#### [The task]
From the line containing "Hi there — would you mind finding the terracotta" through the last line of the records below, each line is to be repeated exactly; pictures are to be omitted.

#### [Stored data]
*** Begin section ***
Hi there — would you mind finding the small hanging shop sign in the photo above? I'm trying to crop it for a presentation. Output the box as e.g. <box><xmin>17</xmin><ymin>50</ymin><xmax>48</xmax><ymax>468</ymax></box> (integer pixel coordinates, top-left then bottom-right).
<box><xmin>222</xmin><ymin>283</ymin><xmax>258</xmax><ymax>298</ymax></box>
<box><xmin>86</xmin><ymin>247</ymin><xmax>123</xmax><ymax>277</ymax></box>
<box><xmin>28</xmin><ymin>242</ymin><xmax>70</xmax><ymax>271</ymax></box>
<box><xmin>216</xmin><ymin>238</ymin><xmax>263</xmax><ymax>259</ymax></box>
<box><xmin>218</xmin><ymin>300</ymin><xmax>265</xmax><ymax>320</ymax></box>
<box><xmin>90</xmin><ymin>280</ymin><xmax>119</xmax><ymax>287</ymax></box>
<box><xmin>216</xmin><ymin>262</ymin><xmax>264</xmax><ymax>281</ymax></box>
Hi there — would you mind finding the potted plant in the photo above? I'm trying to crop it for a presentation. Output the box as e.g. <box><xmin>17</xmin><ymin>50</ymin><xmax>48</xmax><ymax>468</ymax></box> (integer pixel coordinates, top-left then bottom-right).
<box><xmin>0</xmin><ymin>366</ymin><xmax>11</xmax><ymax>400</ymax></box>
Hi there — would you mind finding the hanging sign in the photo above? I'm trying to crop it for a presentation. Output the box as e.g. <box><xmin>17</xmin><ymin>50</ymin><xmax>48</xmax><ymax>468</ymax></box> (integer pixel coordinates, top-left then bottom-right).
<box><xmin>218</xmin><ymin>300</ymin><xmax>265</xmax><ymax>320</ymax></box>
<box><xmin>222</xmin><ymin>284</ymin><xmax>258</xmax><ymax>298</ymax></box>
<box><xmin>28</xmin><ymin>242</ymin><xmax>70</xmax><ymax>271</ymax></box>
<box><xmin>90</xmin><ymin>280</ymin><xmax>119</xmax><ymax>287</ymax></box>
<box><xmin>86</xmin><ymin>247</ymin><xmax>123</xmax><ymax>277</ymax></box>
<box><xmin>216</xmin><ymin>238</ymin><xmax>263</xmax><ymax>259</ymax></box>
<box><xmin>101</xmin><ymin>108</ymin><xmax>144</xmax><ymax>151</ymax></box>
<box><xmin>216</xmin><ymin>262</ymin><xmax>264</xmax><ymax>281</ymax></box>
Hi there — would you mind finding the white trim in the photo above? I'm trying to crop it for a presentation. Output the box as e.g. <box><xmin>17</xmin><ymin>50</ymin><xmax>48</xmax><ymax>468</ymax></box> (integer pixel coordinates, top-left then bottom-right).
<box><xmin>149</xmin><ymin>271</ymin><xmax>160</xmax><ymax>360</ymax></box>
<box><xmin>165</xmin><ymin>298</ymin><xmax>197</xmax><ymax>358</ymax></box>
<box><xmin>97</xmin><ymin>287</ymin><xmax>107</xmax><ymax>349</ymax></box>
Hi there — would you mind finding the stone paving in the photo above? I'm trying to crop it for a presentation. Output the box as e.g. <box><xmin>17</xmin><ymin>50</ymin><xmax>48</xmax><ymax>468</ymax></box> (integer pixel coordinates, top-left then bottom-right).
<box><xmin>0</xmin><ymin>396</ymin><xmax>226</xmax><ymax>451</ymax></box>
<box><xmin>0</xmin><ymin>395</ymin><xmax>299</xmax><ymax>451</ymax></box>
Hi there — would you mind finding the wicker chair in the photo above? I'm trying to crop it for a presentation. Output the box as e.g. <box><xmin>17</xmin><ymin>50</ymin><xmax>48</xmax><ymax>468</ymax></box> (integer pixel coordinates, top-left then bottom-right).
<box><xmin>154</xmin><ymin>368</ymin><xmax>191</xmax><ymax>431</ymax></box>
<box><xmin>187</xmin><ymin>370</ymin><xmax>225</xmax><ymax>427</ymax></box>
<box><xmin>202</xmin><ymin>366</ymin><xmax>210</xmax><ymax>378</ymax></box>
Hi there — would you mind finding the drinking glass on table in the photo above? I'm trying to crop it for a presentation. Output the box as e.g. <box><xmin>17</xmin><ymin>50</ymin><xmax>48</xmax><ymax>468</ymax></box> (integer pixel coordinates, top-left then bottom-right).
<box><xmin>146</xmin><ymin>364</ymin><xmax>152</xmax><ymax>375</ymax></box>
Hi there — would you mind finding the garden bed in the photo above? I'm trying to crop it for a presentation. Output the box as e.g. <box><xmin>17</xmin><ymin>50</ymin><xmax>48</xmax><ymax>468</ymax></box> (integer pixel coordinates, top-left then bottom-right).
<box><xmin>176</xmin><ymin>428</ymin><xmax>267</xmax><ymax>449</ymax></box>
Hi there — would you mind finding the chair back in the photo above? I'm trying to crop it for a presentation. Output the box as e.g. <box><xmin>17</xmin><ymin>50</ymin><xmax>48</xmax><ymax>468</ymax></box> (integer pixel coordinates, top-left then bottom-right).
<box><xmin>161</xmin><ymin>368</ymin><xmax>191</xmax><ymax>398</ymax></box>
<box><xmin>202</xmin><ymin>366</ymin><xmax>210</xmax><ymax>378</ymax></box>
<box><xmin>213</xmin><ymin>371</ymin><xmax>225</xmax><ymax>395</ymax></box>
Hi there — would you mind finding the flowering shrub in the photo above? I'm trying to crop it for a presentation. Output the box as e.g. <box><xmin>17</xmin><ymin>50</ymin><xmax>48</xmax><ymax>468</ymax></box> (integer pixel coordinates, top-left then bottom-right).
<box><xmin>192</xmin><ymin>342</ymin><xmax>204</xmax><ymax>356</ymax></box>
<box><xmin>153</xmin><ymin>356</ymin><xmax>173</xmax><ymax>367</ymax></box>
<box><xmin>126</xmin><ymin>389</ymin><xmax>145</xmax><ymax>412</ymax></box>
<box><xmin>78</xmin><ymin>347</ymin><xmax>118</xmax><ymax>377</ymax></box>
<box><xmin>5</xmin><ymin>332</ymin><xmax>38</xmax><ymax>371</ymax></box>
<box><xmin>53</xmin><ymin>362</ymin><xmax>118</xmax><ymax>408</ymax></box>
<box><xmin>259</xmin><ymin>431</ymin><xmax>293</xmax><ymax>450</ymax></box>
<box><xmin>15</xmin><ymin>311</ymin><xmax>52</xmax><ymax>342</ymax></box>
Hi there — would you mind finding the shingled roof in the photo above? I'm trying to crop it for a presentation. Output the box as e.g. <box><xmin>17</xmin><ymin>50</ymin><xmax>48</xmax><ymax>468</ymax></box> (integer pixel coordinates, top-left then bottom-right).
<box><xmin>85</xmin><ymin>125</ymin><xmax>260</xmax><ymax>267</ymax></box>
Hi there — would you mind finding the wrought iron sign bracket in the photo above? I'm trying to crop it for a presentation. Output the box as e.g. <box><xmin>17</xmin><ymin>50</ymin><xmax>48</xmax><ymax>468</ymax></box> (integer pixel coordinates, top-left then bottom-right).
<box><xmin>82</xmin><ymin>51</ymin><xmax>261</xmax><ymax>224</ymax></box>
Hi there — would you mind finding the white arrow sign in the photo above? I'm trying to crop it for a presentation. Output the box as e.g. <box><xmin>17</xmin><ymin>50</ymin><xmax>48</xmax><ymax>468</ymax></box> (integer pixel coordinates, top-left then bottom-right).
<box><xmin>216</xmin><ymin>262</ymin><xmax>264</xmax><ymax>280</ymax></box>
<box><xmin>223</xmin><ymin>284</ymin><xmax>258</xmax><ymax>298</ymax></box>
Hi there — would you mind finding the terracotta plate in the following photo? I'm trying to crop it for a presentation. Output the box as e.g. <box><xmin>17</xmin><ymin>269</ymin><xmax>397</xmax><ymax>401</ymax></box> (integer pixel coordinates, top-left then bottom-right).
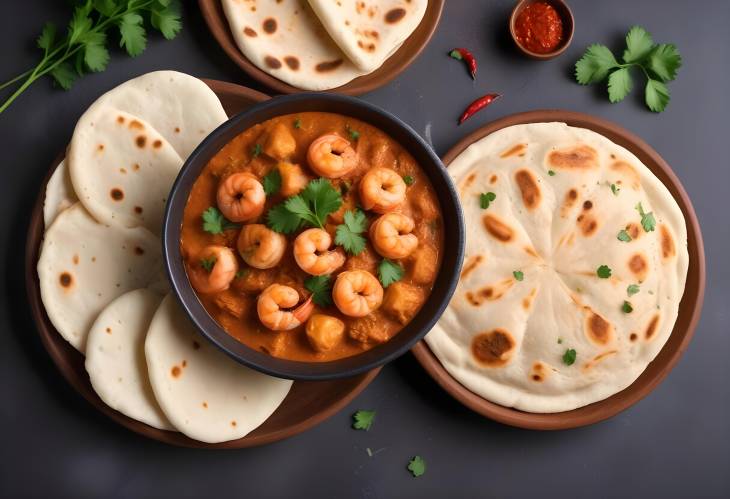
<box><xmin>25</xmin><ymin>79</ymin><xmax>379</xmax><ymax>448</ymax></box>
<box><xmin>411</xmin><ymin>110</ymin><xmax>705</xmax><ymax>430</ymax></box>
<box><xmin>199</xmin><ymin>0</ymin><xmax>444</xmax><ymax>95</ymax></box>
*** End section ***
#### [Exercise solution]
Hi there — would you mind finding the terracotta plate in the following photo? I'm trying to crop it for a presentation. Output the box as e.g. <box><xmin>17</xmin><ymin>269</ymin><xmax>397</xmax><ymax>401</ymax></box> (integer pixel coordinates, top-left then bottom-right).
<box><xmin>25</xmin><ymin>79</ymin><xmax>379</xmax><ymax>448</ymax></box>
<box><xmin>411</xmin><ymin>110</ymin><xmax>705</xmax><ymax>430</ymax></box>
<box><xmin>199</xmin><ymin>0</ymin><xmax>444</xmax><ymax>95</ymax></box>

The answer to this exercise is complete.